▸ **STATED EXERCISE A**
Repeat the records starting at the line that contains "[pin] forearm (one" and ending at the last of the records, leaving out the pictures.

▸ **SOURCE DOCUMENT**

Reading B (א, A*, C, 0243*, 33, 1241, 1739, Didymus of Alexandria [Fr. 1 Cor. 15:51],18 Jerome [Ep. 119], Aphrahat [Dem. 8.3], also attested by Rufinus [Symb. 43]): “we will all sleep, but we will not all be changed.”
Reading C (P46, Ac, F, G): “we will not all sleep, and we will not all be changed.”
Reading D (D*, lat, Tertullian [Res. 42], Ambrosiaster [Comm. 1 Cor. 15:51], also attested by Rufinus [Symb. 43]): “we will all rise, but we will not all be changed.”19
As noted, the vast majority of scholars regard Reading A as the earliest recoverable reading. Reading C appears to be a simple amalgamation with slight attestation, which also does not make sense in this context. Reading D suspiciously has only one Greek attestation in a dubious manuscript and seems otherwise preferred by the Latin tradition because it is taken as a comment on the universal resurrection that singles out some for transformation, even though Paul is otherwise focused on believers in the resurrection up to this point in the text. Paul has not prepared his readers for this universal scope of the first-person plural. Reading B shares with the other two alternatives the idea that not all will be changed, being a reserve for the saints of superior virtue. But differentiations of reward otherwise do not appear in this context. It is also difficult to reconcile with vv. 42–49, given the contrasts and the continuity of vocabulary in this segment, to claim that Paul would suddenly limit the scope of transformation to some among those raised. The only way to do so is, again, to assume that Paul has broadened the scope of the first-person plural in a way that he has not done to this point in the chapter. On the basis of internal cohesiveness and far superior external attestation, Reading A is most likely the earliest recoverable reading with the others being a combination of confusion on where to place the negative and concerns of how to fit this text with certain theological schemes.

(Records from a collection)
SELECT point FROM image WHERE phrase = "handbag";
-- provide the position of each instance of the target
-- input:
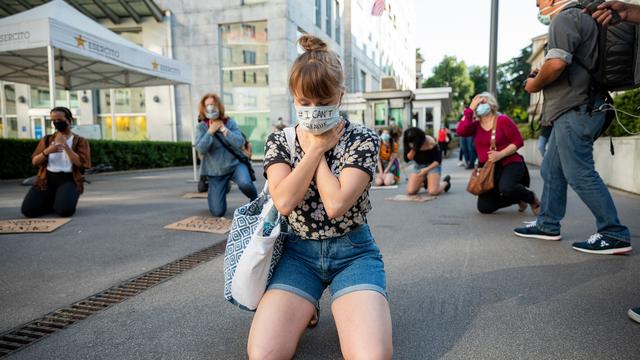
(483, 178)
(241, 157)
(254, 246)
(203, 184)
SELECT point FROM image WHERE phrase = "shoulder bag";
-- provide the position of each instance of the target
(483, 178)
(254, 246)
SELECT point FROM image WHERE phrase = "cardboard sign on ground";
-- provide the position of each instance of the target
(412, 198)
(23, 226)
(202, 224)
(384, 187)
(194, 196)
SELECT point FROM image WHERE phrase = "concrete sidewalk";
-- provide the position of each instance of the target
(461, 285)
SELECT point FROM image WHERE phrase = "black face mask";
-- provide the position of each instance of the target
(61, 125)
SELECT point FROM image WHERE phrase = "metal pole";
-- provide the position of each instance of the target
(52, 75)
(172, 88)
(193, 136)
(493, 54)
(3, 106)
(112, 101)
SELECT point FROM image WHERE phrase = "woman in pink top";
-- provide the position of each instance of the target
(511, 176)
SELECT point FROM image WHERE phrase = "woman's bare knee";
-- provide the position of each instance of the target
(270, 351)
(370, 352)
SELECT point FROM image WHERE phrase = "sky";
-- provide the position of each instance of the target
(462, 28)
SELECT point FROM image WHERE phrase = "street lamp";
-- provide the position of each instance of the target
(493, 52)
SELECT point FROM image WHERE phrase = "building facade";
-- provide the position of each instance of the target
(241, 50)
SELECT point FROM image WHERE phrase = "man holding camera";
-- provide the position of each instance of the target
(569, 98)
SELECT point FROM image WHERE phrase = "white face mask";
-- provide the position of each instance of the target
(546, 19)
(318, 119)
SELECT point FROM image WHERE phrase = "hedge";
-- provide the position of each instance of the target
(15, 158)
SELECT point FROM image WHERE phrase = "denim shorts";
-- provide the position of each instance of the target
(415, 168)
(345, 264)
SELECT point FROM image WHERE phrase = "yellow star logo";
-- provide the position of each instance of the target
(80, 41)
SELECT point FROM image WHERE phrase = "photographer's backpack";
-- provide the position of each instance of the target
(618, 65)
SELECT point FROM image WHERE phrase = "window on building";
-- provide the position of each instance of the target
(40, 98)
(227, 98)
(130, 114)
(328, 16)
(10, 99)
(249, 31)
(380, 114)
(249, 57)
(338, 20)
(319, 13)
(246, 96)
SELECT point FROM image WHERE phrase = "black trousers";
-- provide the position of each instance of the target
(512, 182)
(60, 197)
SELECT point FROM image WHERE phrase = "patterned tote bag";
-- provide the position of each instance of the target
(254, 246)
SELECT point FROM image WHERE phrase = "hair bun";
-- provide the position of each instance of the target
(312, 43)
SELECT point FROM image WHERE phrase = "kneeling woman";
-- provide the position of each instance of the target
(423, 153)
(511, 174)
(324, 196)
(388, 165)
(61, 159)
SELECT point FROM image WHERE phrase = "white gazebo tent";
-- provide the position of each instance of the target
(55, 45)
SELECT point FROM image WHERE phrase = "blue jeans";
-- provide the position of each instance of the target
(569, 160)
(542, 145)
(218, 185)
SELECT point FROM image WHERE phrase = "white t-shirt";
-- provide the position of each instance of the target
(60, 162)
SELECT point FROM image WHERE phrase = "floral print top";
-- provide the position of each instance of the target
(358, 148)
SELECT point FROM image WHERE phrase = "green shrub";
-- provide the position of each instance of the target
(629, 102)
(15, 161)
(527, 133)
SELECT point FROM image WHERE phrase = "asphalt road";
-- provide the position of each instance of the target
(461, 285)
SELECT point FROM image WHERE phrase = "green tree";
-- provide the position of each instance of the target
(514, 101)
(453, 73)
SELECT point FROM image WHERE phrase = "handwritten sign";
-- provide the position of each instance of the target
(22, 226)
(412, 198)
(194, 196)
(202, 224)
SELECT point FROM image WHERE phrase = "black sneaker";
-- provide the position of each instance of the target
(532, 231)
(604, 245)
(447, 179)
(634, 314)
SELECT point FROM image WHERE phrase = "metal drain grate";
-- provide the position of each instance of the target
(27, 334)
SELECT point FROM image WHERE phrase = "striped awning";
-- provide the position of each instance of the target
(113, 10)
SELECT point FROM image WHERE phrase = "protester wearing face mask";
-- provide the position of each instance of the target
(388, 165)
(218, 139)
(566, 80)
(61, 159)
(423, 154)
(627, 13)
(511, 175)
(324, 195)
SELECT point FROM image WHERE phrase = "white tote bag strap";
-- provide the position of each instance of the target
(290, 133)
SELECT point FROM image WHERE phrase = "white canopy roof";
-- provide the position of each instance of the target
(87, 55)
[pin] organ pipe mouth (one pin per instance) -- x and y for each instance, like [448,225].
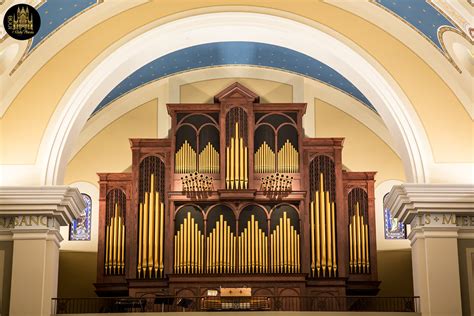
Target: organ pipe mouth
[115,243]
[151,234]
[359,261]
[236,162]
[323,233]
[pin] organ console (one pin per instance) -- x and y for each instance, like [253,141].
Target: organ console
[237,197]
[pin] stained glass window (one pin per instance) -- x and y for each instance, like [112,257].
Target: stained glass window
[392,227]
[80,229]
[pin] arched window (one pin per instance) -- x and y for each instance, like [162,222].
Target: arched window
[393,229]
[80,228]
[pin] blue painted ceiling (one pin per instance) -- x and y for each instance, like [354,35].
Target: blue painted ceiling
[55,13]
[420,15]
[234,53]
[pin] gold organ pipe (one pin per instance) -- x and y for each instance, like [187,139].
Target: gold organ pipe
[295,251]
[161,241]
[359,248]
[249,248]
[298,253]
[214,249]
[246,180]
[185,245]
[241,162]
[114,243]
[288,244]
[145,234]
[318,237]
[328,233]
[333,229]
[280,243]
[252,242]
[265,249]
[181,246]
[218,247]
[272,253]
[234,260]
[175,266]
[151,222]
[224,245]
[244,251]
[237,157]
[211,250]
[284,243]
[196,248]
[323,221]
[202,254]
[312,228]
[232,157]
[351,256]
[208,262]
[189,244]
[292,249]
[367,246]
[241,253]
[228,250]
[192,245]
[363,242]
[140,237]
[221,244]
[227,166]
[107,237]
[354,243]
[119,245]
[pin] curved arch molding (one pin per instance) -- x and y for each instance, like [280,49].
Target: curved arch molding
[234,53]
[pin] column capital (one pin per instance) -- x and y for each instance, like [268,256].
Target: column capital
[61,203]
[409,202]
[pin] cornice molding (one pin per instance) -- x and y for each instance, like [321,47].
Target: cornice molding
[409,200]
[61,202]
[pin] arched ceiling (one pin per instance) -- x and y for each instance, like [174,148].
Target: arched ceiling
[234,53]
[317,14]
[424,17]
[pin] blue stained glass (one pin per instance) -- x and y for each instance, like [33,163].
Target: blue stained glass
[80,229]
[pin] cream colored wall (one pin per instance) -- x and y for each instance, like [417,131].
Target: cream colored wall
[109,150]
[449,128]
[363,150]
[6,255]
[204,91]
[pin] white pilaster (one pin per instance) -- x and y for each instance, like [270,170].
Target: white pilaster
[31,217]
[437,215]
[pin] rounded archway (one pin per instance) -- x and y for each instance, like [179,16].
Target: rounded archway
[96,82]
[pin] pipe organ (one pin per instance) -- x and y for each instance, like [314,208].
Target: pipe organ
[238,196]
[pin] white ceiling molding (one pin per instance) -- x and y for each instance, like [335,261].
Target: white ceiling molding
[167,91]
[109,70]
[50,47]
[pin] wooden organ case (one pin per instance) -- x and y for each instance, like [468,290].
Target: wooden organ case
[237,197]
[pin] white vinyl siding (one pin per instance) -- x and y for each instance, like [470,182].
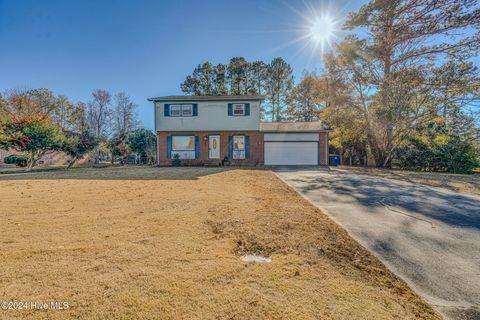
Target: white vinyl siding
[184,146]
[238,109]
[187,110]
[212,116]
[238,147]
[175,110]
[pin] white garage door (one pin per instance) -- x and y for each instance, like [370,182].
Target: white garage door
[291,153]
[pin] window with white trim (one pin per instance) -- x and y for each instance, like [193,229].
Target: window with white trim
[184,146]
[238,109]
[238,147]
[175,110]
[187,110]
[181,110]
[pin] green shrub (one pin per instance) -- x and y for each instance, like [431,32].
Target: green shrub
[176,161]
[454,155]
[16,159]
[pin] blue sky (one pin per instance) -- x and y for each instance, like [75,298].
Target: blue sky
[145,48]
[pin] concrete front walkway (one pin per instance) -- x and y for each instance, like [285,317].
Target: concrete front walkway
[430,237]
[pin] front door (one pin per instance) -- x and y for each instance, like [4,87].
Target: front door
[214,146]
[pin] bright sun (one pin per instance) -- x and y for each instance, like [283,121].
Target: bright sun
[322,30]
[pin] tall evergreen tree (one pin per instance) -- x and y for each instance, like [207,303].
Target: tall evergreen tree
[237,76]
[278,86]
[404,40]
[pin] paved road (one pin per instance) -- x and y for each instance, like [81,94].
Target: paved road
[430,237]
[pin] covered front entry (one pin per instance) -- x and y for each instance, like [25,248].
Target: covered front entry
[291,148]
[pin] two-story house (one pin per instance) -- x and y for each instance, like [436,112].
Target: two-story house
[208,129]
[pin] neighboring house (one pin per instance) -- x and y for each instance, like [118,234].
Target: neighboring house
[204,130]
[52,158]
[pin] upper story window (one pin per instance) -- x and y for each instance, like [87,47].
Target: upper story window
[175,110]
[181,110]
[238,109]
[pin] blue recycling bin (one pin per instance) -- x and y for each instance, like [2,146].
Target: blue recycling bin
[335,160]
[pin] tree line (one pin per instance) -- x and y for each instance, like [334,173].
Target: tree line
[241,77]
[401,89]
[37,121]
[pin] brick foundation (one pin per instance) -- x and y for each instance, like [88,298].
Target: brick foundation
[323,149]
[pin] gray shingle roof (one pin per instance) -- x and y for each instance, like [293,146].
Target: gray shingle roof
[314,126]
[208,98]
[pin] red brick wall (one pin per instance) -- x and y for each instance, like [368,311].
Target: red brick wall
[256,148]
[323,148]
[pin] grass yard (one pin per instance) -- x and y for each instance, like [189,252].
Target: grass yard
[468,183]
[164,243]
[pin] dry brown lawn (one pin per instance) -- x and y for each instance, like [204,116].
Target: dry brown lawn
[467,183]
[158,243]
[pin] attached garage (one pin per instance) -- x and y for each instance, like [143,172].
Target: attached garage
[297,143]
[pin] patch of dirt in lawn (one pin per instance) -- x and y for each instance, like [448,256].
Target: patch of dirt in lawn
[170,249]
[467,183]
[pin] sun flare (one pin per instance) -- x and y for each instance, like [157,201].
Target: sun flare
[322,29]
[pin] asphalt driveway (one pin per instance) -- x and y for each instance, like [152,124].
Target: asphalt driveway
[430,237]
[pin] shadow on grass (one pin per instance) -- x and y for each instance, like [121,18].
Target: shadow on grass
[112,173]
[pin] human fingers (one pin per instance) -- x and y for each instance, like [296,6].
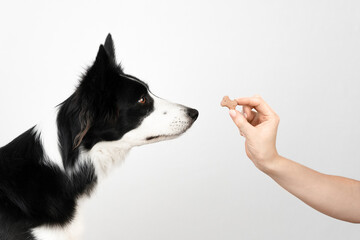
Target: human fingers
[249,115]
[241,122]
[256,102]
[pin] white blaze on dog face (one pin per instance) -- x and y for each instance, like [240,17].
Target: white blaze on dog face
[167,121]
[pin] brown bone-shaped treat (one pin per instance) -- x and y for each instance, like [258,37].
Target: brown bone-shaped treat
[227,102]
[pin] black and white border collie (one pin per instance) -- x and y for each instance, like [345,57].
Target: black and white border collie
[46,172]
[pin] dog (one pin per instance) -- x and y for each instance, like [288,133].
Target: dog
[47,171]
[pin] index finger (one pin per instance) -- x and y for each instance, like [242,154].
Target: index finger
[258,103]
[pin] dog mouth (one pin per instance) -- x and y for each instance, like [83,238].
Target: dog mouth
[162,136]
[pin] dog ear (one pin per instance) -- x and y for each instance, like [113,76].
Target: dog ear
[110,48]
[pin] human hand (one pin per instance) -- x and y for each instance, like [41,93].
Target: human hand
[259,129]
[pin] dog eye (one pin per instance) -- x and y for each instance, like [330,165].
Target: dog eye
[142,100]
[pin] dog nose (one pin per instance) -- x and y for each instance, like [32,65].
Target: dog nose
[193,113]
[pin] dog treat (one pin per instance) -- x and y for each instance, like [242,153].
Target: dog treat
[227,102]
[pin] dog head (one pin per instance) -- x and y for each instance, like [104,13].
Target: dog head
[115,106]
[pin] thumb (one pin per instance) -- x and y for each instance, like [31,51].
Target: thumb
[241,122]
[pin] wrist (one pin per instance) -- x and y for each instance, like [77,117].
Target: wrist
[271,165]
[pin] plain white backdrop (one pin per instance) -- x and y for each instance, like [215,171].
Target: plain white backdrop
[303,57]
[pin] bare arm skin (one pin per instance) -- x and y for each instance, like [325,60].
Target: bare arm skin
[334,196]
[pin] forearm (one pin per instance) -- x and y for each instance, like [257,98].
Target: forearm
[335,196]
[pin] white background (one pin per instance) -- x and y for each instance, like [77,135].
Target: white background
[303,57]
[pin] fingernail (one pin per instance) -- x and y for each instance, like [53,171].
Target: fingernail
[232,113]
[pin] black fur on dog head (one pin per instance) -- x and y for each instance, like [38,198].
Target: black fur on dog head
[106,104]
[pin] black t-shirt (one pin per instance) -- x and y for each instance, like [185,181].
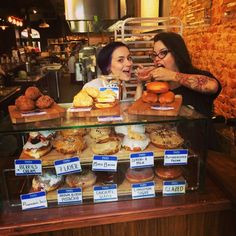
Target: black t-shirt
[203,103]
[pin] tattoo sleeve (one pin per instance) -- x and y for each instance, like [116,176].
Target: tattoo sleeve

▸ **STATED EXERCISE B**
According to the passage on the variant readings of 1 Corinthians 15:51, why is Reading D thought to be favored by the Latin tradition?

▸ **EXERCISE ANSWER A**
[pin] forearm (one pin per instance) -- x and y for each instance, like [257,98].
Target: forearm
[335,196]
[pin] white background (one pin per instance) -- x and y for each instance, like [77,135].
Target: white background
[303,57]
[pin] fingernail (one pin per instance) -- x and y for each instance, like [53,171].
Target: fingernail
[232,113]
[pin] black fur on dog head (one pin per instance) -- x and y for each instance, like [38,198].
Target: black fur on dog head
[106,104]
[pin] black t-shirt (one pin per instance) -- x and y for each instance, like [185,181].
Target: black t-shirt
[203,103]
[pin] tattoo sleeve (one pin per instance) -- x and y for each instance, like [116,176].
Target: tattoo sleeve

▸ **EXERCISE ANSWER B**
The Latin tradition seems to prefer Reading D because it takes the verse as a comment on the universal resurrection that singles out some for transformation. The passage adds that this reading has only one Greek attestation, in a dubious manuscript.